* **YOUR OBJECTIVE**
Write what comes next in the CP2K overview, picking up right after its note that the toolchain script does not support MI300.

* **SELECTED EXTRACT**

CP2K is written in Fortran 2008 and can be run efficiently in parallel using a combination of multi-threading, MPI, and HIP/CUDA. The CP2K software package is freely available under the GPL license at https://www.cp2k.org.
For more information about CP2K, see www.cp2k.org.
The latest CP2K review, as of May 2020, can be found at The Journal of Chemical Physics 10.1063/5.0007045.
NOTE The recipes provided here use a script within CP2K to install the all dependencies. This toolchain script does not support MI300.

* **MATERIAL SUPPLIED**
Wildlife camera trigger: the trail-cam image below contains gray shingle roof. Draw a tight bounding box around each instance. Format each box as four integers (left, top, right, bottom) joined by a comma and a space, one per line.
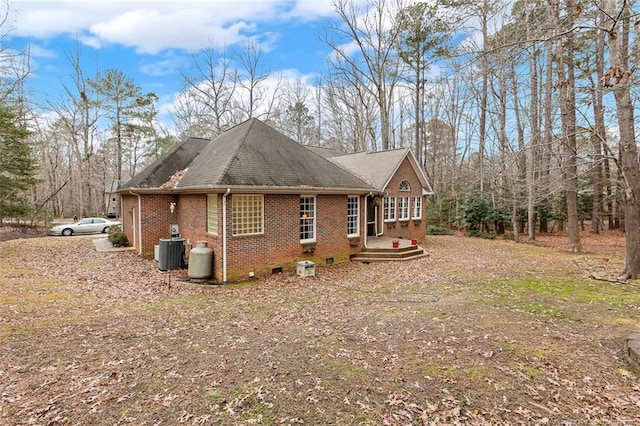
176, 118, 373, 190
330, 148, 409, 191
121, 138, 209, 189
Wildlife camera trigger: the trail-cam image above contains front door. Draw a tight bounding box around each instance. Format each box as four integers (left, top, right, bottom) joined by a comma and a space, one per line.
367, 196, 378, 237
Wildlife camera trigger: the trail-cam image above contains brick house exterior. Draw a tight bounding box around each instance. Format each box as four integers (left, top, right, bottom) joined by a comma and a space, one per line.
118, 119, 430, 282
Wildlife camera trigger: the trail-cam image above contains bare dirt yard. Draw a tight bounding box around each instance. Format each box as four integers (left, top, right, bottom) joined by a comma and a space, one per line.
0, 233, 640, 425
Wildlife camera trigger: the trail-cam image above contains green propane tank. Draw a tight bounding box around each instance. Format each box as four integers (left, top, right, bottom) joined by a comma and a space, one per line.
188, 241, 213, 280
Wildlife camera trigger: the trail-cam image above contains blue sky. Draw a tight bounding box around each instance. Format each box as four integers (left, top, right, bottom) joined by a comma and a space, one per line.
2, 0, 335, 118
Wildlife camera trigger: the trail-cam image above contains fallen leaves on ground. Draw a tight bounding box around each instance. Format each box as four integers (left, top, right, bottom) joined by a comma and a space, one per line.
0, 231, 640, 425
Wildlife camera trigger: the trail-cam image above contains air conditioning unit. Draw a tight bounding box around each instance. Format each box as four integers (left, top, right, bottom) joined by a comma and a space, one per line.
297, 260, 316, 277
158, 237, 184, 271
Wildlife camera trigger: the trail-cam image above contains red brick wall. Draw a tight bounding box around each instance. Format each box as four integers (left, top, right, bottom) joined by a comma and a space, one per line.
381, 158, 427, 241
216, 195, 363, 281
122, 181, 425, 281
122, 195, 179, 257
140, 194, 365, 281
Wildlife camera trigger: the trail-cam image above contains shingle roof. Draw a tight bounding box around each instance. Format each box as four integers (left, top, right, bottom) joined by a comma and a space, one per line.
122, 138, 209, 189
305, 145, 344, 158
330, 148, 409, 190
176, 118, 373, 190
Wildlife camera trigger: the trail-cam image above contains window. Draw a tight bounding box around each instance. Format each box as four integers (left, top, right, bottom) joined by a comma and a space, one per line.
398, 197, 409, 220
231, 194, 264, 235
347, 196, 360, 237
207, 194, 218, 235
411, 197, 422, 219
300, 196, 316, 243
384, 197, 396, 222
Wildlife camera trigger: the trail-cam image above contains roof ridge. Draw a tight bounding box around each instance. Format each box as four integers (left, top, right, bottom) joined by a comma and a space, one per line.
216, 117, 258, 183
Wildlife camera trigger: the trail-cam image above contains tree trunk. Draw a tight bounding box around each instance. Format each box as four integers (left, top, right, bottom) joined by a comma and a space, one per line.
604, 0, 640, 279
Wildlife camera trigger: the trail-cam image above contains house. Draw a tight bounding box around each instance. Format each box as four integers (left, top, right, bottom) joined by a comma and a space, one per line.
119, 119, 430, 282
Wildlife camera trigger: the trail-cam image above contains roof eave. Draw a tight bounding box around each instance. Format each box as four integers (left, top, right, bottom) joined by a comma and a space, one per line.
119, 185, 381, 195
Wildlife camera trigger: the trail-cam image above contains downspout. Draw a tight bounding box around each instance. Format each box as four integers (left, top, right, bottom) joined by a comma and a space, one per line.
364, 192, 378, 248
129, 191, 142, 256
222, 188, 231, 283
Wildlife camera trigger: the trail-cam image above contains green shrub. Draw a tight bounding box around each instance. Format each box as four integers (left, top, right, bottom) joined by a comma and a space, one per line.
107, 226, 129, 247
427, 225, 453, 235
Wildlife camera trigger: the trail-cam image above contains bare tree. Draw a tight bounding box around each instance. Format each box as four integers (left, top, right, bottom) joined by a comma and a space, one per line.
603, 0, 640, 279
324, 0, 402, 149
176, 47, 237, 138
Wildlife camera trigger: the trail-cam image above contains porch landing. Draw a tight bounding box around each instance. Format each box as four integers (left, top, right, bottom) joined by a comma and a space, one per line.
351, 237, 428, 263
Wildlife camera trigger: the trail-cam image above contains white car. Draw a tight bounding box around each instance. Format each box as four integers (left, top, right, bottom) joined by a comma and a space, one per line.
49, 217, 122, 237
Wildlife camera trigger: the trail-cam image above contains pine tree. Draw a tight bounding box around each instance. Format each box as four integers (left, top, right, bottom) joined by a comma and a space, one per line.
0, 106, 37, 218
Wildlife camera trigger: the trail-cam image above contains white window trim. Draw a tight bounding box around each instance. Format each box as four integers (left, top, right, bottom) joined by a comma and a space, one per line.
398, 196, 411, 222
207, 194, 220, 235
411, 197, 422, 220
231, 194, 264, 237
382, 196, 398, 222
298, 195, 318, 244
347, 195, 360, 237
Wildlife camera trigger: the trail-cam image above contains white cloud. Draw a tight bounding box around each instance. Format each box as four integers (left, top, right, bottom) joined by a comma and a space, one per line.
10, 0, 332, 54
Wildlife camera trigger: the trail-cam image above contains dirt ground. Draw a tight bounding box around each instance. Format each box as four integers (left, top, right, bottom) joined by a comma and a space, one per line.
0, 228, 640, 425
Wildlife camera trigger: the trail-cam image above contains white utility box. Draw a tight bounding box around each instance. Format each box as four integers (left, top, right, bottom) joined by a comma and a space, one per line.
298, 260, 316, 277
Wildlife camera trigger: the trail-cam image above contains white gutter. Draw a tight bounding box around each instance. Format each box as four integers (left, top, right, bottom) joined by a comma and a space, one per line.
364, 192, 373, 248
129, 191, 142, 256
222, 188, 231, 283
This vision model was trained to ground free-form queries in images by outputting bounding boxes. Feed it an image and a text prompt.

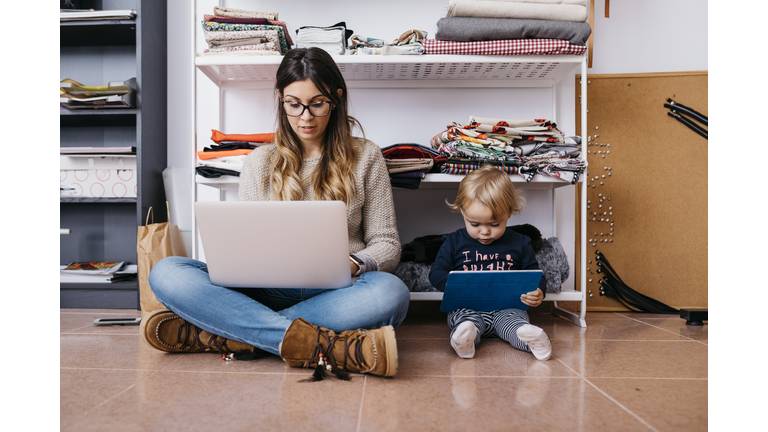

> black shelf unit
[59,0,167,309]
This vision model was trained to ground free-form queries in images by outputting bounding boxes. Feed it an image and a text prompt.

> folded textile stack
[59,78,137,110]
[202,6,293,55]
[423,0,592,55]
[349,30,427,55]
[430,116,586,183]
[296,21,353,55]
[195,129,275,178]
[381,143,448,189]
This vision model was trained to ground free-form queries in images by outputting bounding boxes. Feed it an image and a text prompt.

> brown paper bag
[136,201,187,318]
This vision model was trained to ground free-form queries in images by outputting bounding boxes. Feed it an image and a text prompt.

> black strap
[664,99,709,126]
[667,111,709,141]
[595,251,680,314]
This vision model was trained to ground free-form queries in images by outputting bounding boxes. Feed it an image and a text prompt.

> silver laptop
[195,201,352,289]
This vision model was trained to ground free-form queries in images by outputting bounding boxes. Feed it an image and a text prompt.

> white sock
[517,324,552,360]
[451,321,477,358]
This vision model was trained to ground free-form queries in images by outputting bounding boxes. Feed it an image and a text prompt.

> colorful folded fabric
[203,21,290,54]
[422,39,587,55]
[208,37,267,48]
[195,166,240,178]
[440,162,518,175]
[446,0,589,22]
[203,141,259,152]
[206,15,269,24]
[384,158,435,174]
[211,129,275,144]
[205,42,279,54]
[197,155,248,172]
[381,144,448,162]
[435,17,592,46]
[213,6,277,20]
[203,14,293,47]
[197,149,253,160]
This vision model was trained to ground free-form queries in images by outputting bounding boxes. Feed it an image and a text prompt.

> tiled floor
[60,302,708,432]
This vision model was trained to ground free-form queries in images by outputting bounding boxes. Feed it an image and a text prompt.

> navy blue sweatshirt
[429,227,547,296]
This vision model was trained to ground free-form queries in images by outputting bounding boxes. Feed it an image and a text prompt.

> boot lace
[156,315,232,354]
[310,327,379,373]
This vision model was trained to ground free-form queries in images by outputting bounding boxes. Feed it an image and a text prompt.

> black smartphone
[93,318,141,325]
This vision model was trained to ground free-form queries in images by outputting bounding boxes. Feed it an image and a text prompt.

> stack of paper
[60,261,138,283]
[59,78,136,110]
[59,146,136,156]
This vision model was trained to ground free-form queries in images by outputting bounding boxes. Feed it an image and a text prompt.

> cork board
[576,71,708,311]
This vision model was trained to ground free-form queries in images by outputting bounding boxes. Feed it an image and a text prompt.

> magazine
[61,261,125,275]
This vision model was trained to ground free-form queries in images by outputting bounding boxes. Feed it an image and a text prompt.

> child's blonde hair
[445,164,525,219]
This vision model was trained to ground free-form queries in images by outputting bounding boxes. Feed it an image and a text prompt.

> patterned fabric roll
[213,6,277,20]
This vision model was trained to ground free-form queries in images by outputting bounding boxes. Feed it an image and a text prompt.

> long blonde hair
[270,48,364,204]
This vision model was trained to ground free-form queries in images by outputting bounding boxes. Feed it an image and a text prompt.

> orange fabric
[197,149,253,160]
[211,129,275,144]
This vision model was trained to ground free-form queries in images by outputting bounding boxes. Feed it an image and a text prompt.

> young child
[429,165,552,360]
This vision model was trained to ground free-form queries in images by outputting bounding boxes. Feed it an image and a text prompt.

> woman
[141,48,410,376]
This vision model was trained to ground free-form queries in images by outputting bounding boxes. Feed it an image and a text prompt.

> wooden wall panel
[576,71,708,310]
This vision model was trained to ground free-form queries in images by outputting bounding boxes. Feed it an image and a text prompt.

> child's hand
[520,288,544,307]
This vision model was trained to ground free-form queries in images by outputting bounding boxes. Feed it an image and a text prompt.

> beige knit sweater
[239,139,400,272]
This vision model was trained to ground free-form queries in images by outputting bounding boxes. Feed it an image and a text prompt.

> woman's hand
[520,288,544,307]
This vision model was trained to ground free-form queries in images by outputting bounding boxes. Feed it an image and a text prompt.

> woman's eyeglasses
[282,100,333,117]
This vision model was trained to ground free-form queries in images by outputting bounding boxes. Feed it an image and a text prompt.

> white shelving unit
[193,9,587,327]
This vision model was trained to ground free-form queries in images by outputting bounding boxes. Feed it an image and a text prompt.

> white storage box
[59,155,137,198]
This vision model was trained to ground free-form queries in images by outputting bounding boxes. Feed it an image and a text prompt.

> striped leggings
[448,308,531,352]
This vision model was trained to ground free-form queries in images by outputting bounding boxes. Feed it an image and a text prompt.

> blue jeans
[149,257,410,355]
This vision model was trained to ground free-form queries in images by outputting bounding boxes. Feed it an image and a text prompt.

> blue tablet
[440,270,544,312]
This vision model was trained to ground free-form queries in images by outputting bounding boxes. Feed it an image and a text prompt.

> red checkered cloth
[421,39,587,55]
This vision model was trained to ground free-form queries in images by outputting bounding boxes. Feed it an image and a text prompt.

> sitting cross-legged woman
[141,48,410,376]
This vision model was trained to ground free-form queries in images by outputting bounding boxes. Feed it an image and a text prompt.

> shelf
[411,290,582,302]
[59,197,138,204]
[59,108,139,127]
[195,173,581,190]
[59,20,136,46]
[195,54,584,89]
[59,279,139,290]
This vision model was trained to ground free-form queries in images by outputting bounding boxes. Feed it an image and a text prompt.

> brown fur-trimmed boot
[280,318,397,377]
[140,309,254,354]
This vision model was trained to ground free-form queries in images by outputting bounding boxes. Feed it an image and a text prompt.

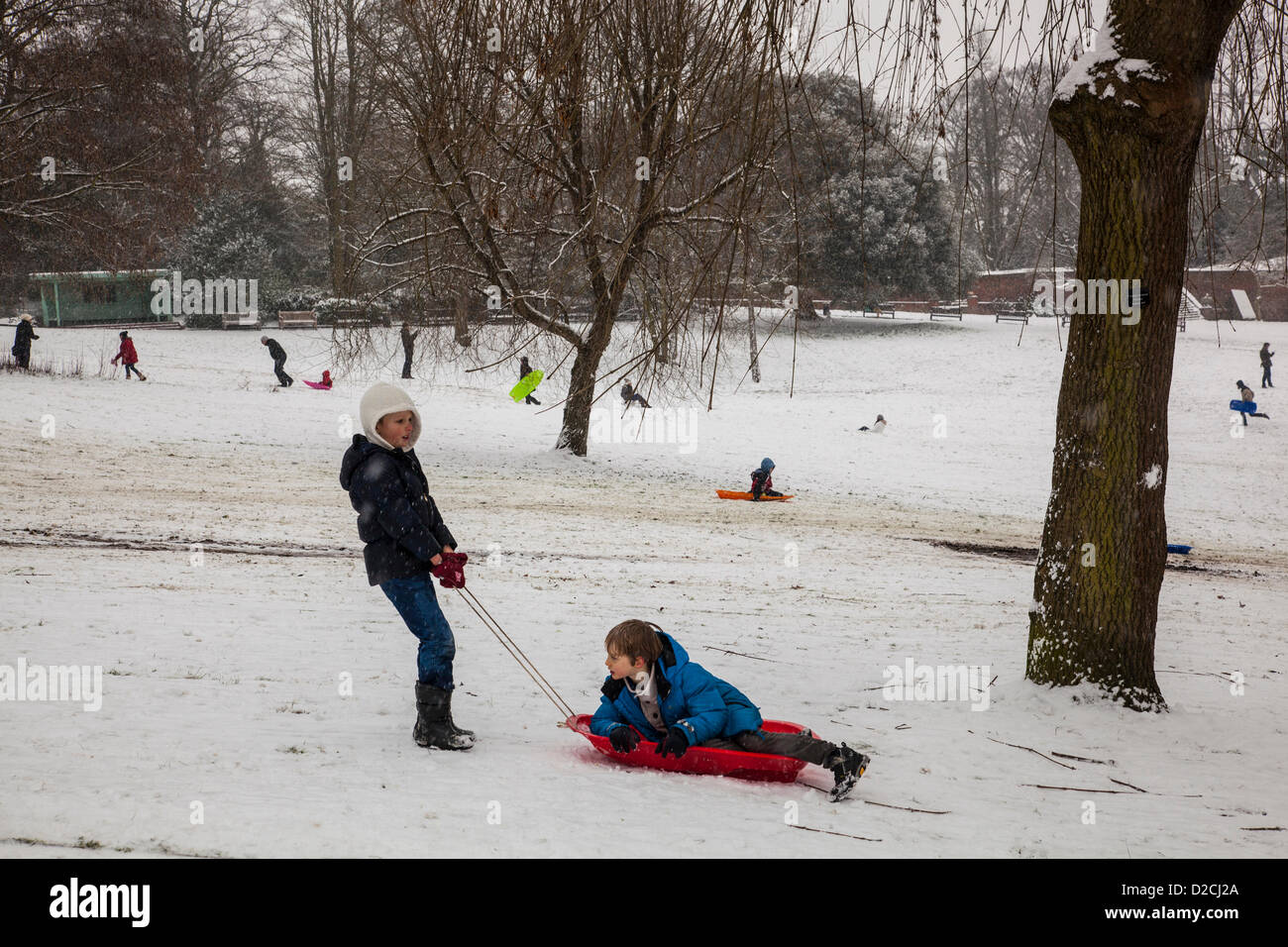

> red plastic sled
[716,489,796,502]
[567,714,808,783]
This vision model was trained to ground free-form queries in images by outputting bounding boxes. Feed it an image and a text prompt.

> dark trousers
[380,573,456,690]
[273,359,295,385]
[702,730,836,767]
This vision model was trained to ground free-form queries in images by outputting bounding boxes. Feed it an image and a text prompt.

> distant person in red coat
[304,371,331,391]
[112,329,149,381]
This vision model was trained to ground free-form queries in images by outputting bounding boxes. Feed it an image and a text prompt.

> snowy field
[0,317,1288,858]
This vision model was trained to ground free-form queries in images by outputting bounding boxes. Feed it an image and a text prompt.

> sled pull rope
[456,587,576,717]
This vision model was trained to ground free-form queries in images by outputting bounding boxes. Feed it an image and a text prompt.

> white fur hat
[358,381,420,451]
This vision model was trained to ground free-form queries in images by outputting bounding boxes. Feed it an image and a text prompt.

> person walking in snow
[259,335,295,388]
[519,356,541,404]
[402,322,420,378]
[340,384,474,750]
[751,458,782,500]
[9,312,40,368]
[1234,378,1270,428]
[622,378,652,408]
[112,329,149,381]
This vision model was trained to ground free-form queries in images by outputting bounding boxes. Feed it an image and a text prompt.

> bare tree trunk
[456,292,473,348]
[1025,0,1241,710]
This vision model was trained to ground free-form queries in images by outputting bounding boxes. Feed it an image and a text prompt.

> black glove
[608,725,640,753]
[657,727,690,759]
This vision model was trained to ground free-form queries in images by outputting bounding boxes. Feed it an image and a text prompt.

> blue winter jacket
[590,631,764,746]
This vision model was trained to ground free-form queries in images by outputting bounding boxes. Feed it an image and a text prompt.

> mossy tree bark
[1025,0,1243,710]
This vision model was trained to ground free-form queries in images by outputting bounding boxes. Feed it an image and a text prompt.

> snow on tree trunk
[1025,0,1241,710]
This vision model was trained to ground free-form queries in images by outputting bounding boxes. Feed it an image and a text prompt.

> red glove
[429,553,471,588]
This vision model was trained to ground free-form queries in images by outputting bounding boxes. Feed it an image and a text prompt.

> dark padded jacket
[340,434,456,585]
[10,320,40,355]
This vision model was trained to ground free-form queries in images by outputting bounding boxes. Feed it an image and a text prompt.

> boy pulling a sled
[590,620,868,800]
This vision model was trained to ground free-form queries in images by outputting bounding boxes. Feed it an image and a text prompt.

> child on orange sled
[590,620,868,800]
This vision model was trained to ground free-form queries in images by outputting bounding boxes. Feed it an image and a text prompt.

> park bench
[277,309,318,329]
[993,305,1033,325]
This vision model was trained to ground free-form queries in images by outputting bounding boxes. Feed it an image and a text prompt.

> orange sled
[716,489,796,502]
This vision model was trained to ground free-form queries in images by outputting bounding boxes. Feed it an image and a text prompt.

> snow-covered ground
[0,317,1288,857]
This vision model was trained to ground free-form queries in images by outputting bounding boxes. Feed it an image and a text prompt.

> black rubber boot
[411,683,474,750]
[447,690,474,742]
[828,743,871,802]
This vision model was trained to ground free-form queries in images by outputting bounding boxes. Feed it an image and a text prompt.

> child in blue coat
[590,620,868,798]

* **THE OUTPUT**
MI210/MI100 GPUs
The following command can be used to run the H2O-DFT-LS (NREP2) benchmark with 8 GPUs:
mpirun \
-x NUM_CPUS=128 \
-x NUM_GPUS=8 \
-x RANK_STRIDE=8 \
-x OMP_NUM_THREADS=8 \
--oversubscribe \
-np 16 \
--bind-to none \
set_cpu_affinity.sh \
set_gpu_affinity.sh \
cp2k.psmp \
-i /opt/cp2k/benchmarks/QS_DM_LS/H2O-dft-ls.NREP2.inp \
-o /tmp/H2O-DFT-LS-NREP2-8GPU.txt
In the above example, the H2O-DFT-LS (NREP2) benchmark is run on a dual socket server with 8 MI210 GPUs and 128 physical cores. The job in this example is run with 16 MPI ranks and 8 OpenMP threads per rank with two processes sharing a GPU. The NUM_CPUS
, NUM_GPUS
and RANK_STRIDE
variables are used by the helper scripts that set GPU and CPU affinity for CP2K processes and their threads. The RANK_STRIDE
option allows the processes and their threads to be spread out and pinned to physical cores across the two sockets. If your system has a different configuration, please adjust these parameters accordingly.
A grep for "CP2K "
in the output file /tmp/H2O-DFT-LS-NREP2-8GPU.txt
will show the elapsed time for the run.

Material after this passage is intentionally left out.